- **BRANO DA LEGGERE**:
┌──
“Perfino la morte, a tutti terribile e odiosa, esortava alla lode, e andandole incontro lieto, la invitava ad essere suo ospite: ‘Ben venga, mia sorella morte!’. Si rivolse poi al medico: ‘Coraggio, frate medico, dimmi pure che la morte è imminente: per me sarà la porta della vita!’”.
Descrive così il primo biografo di San Francesco d’Assisi, Tommaso da Celano, nella Vita Seconda del Santo, gli ultimi momenti di vita dell’Assisiate. Al sopraggiungere della fine della sua vita terrena il Santo di Assisi dimostra di non temerla ma anzi esprime con il canto la lode a Dio per il suo essere parte dell’esistenza dell’uomo perché essa, grazie alla redenzione di Cristo, si è trasfigurata nella “porta della vita”.
É proprio l’ingresso nella vita eterna di Francesco che tutta la Chiesa, ed in particolare le famiglie francescane, si apprestano a celebrare sabato 3 e domenica 4 ottobre.
Anche a Lecce, le sorelle Clarisse del monastero “Santi Francesco e Chiara” di Via Adriatica si stringeranno insieme a coloro che lo desidereranno intorno a colui che Santa Chiara, nel suo testamento, definisce “colonna e nostra unica consolazione dopo Dio”, per celebrarne il Beato Transito la sera del 3 ottobre alle 18.30 con la celebrazione dei primi vespri della festa presieduti da don Maurizio Ciccarese, parroco della parrocchia “Cuore Immacolato di Maria” nel cui territorio insiste il monastero clariano leccese, e la mattina del 4 ottobre, festa di San Francesco d’Assisi, con la celebrazione eucaristica festiva alle 9.30. Concludono le celebrazioni festive i secondi vespri, la sera alle 19.
└──
[Voci di dati archiviate]
┌──
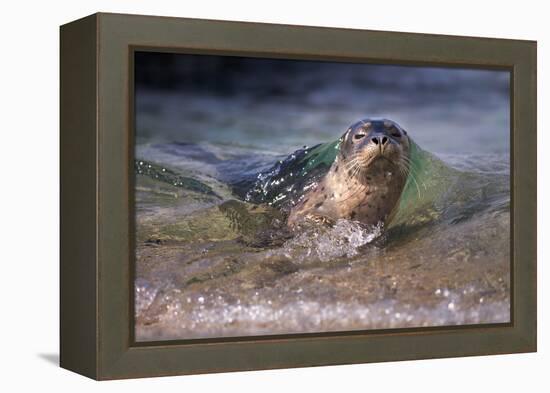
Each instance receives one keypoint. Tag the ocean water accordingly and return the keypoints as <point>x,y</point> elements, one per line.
<point>214,261</point>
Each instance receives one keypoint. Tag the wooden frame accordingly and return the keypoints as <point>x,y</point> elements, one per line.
<point>96,212</point>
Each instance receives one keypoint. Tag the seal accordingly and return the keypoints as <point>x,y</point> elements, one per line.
<point>365,181</point>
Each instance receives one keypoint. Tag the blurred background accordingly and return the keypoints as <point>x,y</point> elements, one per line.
<point>277,106</point>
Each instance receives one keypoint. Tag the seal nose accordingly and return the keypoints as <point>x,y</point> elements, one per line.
<point>379,140</point>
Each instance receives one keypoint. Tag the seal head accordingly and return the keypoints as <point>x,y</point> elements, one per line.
<point>365,181</point>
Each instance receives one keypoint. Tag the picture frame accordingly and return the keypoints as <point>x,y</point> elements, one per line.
<point>96,170</point>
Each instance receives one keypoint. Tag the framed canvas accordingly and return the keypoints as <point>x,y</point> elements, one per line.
<point>241,196</point>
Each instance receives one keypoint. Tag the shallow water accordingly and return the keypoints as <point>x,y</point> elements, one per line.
<point>210,265</point>
<point>214,257</point>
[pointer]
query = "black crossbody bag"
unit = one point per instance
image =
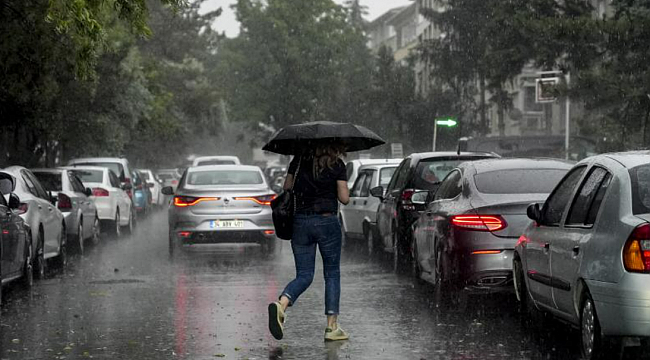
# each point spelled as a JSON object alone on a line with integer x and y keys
{"x": 284, "y": 208}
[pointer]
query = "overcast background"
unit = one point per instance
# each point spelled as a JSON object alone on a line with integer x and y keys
{"x": 227, "y": 22}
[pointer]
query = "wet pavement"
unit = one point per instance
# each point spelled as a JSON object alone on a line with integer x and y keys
{"x": 125, "y": 299}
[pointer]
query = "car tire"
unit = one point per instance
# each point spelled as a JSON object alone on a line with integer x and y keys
{"x": 28, "y": 268}
{"x": 97, "y": 230}
{"x": 40, "y": 264}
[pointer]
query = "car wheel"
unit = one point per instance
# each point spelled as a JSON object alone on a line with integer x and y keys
{"x": 96, "y": 231}
{"x": 590, "y": 337}
{"x": 80, "y": 239}
{"x": 40, "y": 268}
{"x": 28, "y": 267}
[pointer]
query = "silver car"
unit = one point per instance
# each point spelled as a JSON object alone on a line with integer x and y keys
{"x": 221, "y": 204}
{"x": 586, "y": 257}
{"x": 73, "y": 199}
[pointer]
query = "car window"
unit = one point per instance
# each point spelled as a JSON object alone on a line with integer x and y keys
{"x": 385, "y": 175}
{"x": 518, "y": 181}
{"x": 585, "y": 197}
{"x": 558, "y": 200}
{"x": 451, "y": 187}
{"x": 365, "y": 188}
{"x": 115, "y": 182}
{"x": 50, "y": 181}
{"x": 356, "y": 189}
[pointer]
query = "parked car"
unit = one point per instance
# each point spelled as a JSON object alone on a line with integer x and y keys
{"x": 464, "y": 241}
{"x": 155, "y": 185}
{"x": 169, "y": 177}
{"x": 141, "y": 194}
{"x": 120, "y": 167}
{"x": 73, "y": 199}
{"x": 352, "y": 167}
{"x": 45, "y": 221}
{"x": 114, "y": 206}
{"x": 216, "y": 160}
{"x": 396, "y": 212}
{"x": 586, "y": 257}
{"x": 15, "y": 239}
{"x": 221, "y": 204}
{"x": 358, "y": 218}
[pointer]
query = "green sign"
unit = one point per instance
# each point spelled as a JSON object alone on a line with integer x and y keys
{"x": 449, "y": 122}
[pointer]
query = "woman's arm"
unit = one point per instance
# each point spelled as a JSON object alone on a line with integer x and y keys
{"x": 288, "y": 182}
{"x": 343, "y": 191}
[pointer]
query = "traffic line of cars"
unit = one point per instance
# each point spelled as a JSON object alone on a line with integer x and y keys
{"x": 44, "y": 212}
{"x": 570, "y": 240}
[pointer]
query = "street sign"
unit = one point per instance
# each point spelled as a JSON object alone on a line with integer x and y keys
{"x": 449, "y": 122}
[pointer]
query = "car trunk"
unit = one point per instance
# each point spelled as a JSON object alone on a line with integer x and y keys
{"x": 512, "y": 209}
{"x": 232, "y": 200}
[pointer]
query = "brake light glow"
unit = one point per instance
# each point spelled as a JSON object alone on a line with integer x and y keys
{"x": 185, "y": 201}
{"x": 636, "y": 253}
{"x": 100, "y": 192}
{"x": 479, "y": 222}
{"x": 63, "y": 202}
{"x": 262, "y": 200}
{"x": 23, "y": 208}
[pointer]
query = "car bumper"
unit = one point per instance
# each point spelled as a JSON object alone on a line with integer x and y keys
{"x": 623, "y": 308}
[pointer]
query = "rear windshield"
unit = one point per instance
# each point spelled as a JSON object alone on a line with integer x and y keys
{"x": 216, "y": 162}
{"x": 225, "y": 177}
{"x": 50, "y": 181}
{"x": 519, "y": 181}
{"x": 640, "y": 177}
{"x": 384, "y": 176}
{"x": 430, "y": 172}
{"x": 89, "y": 175}
{"x": 117, "y": 168}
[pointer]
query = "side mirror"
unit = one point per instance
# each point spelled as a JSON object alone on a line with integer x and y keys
{"x": 420, "y": 197}
{"x": 378, "y": 192}
{"x": 14, "y": 201}
{"x": 534, "y": 213}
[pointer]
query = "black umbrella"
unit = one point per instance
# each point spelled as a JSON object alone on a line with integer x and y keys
{"x": 294, "y": 139}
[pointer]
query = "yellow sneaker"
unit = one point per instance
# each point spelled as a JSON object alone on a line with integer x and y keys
{"x": 335, "y": 334}
{"x": 276, "y": 320}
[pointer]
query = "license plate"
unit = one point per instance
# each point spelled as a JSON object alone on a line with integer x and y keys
{"x": 218, "y": 224}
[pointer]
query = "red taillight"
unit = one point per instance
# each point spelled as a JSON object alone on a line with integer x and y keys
{"x": 23, "y": 208}
{"x": 184, "y": 201}
{"x": 636, "y": 253}
{"x": 479, "y": 222}
{"x": 262, "y": 200}
{"x": 100, "y": 192}
{"x": 63, "y": 202}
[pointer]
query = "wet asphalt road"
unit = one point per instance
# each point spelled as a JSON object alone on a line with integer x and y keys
{"x": 127, "y": 300}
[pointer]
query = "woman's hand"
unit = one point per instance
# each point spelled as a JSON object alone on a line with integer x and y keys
{"x": 343, "y": 192}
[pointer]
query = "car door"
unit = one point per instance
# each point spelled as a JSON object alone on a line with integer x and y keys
{"x": 578, "y": 228}
{"x": 537, "y": 250}
{"x": 11, "y": 246}
{"x": 350, "y": 212}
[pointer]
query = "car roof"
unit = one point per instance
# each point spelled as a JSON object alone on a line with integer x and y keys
{"x": 223, "y": 167}
{"x": 488, "y": 165}
{"x": 450, "y": 154}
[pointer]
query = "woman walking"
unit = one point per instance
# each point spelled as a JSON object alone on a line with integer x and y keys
{"x": 319, "y": 181}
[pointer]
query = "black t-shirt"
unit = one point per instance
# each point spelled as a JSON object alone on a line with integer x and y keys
{"x": 318, "y": 194}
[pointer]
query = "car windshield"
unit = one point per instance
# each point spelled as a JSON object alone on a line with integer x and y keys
{"x": 518, "y": 181}
{"x": 91, "y": 176}
{"x": 50, "y": 181}
{"x": 224, "y": 177}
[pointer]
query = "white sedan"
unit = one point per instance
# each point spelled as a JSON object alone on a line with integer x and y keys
{"x": 114, "y": 206}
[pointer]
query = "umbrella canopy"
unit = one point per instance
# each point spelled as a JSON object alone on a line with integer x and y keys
{"x": 295, "y": 139}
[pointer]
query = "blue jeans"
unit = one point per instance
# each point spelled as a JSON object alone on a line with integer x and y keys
{"x": 309, "y": 231}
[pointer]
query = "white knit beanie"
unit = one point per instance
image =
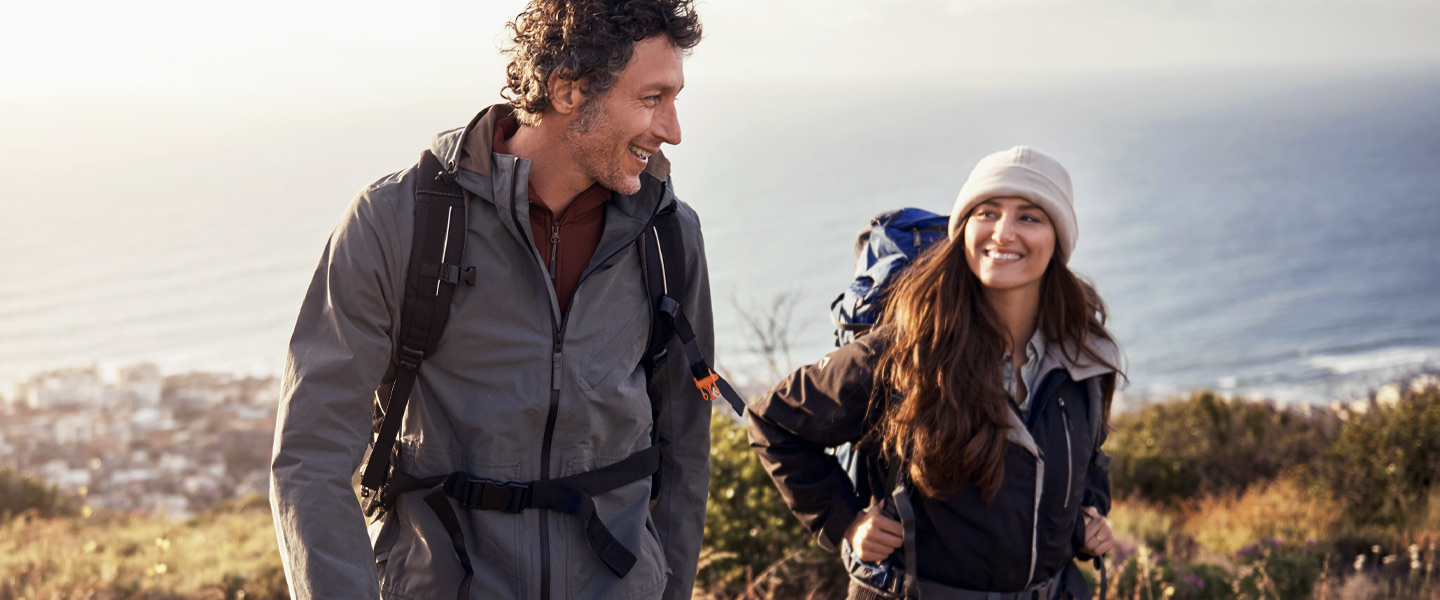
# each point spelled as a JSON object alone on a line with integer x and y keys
{"x": 1026, "y": 173}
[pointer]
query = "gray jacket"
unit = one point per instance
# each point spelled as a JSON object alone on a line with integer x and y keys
{"x": 511, "y": 383}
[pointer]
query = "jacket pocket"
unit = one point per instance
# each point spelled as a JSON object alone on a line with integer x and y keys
{"x": 625, "y": 511}
{"x": 419, "y": 560}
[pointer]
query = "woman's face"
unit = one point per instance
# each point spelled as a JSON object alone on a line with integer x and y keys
{"x": 1008, "y": 243}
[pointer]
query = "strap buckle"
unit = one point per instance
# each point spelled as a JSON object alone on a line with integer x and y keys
{"x": 488, "y": 495}
{"x": 409, "y": 357}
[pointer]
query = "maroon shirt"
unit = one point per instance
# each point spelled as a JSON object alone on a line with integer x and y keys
{"x": 566, "y": 241}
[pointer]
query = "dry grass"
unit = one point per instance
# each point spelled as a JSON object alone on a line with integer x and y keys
{"x": 228, "y": 553}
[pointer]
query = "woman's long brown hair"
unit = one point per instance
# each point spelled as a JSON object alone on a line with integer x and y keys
{"x": 946, "y": 413}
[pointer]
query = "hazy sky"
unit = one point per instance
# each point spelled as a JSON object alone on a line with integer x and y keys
{"x": 326, "y": 51}
{"x": 137, "y": 135}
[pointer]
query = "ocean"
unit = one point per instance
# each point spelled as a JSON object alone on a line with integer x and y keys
{"x": 1259, "y": 233}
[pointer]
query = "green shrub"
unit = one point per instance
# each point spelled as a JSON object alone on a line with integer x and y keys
{"x": 1207, "y": 445}
{"x": 1384, "y": 462}
{"x": 753, "y": 546}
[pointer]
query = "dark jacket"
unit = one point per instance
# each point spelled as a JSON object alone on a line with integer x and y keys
{"x": 1026, "y": 535}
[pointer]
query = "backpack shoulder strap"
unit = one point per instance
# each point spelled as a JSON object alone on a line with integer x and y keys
{"x": 441, "y": 217}
{"x": 664, "y": 265}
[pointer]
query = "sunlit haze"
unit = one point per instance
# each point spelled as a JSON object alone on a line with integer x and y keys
{"x": 169, "y": 170}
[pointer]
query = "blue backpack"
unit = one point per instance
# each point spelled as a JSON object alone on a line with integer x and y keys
{"x": 892, "y": 241}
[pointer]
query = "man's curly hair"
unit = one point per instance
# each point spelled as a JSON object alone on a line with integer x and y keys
{"x": 586, "y": 41}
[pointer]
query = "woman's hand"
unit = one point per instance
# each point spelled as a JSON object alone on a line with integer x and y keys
{"x": 1098, "y": 538}
{"x": 874, "y": 535}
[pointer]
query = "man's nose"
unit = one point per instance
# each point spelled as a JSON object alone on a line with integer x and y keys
{"x": 667, "y": 124}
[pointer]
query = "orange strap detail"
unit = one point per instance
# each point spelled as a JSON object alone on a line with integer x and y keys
{"x": 707, "y": 386}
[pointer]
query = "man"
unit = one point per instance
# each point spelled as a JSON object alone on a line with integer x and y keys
{"x": 539, "y": 371}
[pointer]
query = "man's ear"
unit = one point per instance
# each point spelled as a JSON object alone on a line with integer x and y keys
{"x": 565, "y": 94}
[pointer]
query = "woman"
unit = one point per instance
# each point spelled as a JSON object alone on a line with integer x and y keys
{"x": 979, "y": 399}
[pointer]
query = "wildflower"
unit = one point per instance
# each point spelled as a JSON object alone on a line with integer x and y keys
{"x": 1194, "y": 582}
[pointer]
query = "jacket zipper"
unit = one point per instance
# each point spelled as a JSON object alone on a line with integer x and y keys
{"x": 1069, "y": 453}
{"x": 545, "y": 456}
{"x": 555, "y": 246}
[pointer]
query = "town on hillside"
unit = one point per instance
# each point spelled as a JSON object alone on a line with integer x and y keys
{"x": 140, "y": 442}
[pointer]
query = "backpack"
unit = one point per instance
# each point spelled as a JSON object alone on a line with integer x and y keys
{"x": 883, "y": 249}
{"x": 441, "y": 219}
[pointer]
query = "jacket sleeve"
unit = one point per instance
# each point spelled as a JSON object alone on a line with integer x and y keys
{"x": 684, "y": 428}
{"x": 337, "y": 356}
{"x": 815, "y": 407}
{"x": 1096, "y": 491}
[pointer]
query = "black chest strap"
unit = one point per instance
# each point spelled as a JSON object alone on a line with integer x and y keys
{"x": 663, "y": 262}
{"x": 441, "y": 219}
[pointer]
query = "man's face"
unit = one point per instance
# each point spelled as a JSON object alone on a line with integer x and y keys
{"x": 614, "y": 134}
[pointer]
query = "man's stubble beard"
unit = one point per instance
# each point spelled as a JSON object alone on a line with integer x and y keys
{"x": 594, "y": 150}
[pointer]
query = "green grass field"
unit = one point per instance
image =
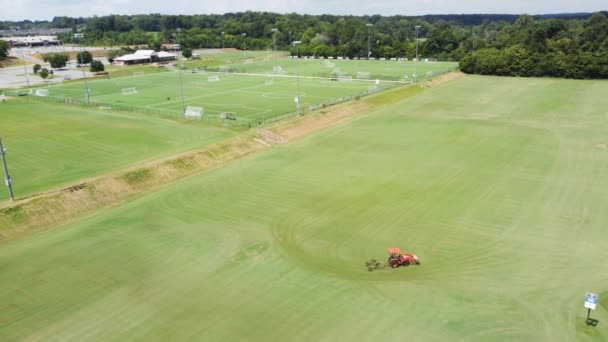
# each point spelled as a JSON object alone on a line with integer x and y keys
{"x": 498, "y": 184}
{"x": 54, "y": 145}
{"x": 258, "y": 95}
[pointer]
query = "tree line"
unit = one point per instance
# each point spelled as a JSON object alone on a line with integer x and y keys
{"x": 572, "y": 46}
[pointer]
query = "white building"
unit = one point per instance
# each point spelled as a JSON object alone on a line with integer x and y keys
{"x": 145, "y": 56}
{"x": 32, "y": 41}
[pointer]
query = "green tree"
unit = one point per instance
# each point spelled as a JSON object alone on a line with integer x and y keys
{"x": 97, "y": 66}
{"x": 4, "y": 49}
{"x": 84, "y": 57}
{"x": 44, "y": 73}
{"x": 56, "y": 60}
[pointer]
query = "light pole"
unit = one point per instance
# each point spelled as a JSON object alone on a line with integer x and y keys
{"x": 369, "y": 42}
{"x": 7, "y": 177}
{"x": 87, "y": 92}
{"x": 416, "y": 64}
{"x": 181, "y": 83}
{"x": 296, "y": 44}
{"x": 474, "y": 41}
{"x": 243, "y": 35}
{"x": 274, "y": 31}
{"x": 27, "y": 78}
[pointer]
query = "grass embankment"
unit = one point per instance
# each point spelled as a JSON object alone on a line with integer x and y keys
{"x": 50, "y": 209}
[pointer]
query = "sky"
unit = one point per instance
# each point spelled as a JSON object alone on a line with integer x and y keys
{"x": 47, "y": 9}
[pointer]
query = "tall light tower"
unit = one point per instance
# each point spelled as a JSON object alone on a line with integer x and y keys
{"x": 369, "y": 42}
{"x": 7, "y": 177}
{"x": 274, "y": 38}
{"x": 181, "y": 83}
{"x": 416, "y": 67}
{"x": 27, "y": 78}
{"x": 296, "y": 44}
{"x": 87, "y": 91}
{"x": 243, "y": 35}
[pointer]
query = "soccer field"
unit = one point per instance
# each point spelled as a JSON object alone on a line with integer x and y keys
{"x": 499, "y": 185}
{"x": 54, "y": 145}
{"x": 251, "y": 91}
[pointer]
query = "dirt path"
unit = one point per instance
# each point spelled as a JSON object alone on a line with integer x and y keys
{"x": 53, "y": 208}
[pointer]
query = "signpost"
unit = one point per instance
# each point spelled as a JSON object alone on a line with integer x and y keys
{"x": 591, "y": 303}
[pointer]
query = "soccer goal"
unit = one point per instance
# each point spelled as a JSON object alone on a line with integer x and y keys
{"x": 42, "y": 92}
{"x": 193, "y": 113}
{"x": 129, "y": 91}
{"x": 363, "y": 75}
{"x": 228, "y": 116}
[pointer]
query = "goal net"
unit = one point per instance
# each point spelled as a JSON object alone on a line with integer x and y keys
{"x": 193, "y": 113}
{"x": 42, "y": 92}
{"x": 363, "y": 75}
{"x": 228, "y": 116}
{"x": 129, "y": 91}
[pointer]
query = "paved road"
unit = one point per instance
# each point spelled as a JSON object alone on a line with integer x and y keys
{"x": 15, "y": 77}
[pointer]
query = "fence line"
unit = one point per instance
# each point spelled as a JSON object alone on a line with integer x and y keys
{"x": 214, "y": 120}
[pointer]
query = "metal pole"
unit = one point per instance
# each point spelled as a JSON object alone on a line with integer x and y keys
{"x": 7, "y": 177}
{"x": 274, "y": 30}
{"x": 181, "y": 84}
{"x": 27, "y": 79}
{"x": 416, "y": 64}
{"x": 297, "y": 45}
{"x": 84, "y": 75}
{"x": 369, "y": 42}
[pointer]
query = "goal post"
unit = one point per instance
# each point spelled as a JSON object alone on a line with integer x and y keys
{"x": 129, "y": 91}
{"x": 42, "y": 92}
{"x": 193, "y": 113}
{"x": 363, "y": 75}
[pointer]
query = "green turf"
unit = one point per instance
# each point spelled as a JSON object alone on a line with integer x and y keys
{"x": 54, "y": 145}
{"x": 256, "y": 96}
{"x": 498, "y": 184}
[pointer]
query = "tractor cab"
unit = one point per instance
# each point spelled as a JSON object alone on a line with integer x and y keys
{"x": 396, "y": 258}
└──
- **CONSEGNE DELL'ESERCIZIO**:
1 > Secondo il testo sul Transito di San Francesco, chi presiede i primi vespri della festa la sera del 3 ottobre?
2 > Prosegui il testo sul Transito di San Francesco a partire dalla sua ultima frase.
I dati provengono da una fonte diversa dal testo.

- **SEZIONE SOLUZIONI**:
1 > Don Maurizio Ciccarese, parroco della parrocchia "Cuore Immacolato di Maria".

2 >
Ancora una volta allora le figlie di Santa Chiara, che si definiva ‘pianticella di frate Francesco’, celebreranno con gioia e autenticità la festa di un uomo piccolo di statura ma grande nell’amore a Cristo e nella sua imitazione.
Ancora una volta l’invito che Francesco intese nel cuore sostando in preghiera dinanzi al Crocifisso di San Damiano: “Va’, ripara la mia casa che è in rovina”, sarà fatto proprio con rinnovato vigore dalla comunità clariana impegnata com’è con l’incessante preghiera e con le opere nell’opera di riparazione dei cuori e delle vite fragili di tanti uomini e donne che ad esse fanno riferimento e che comunque abitano in ogni parte del mondo.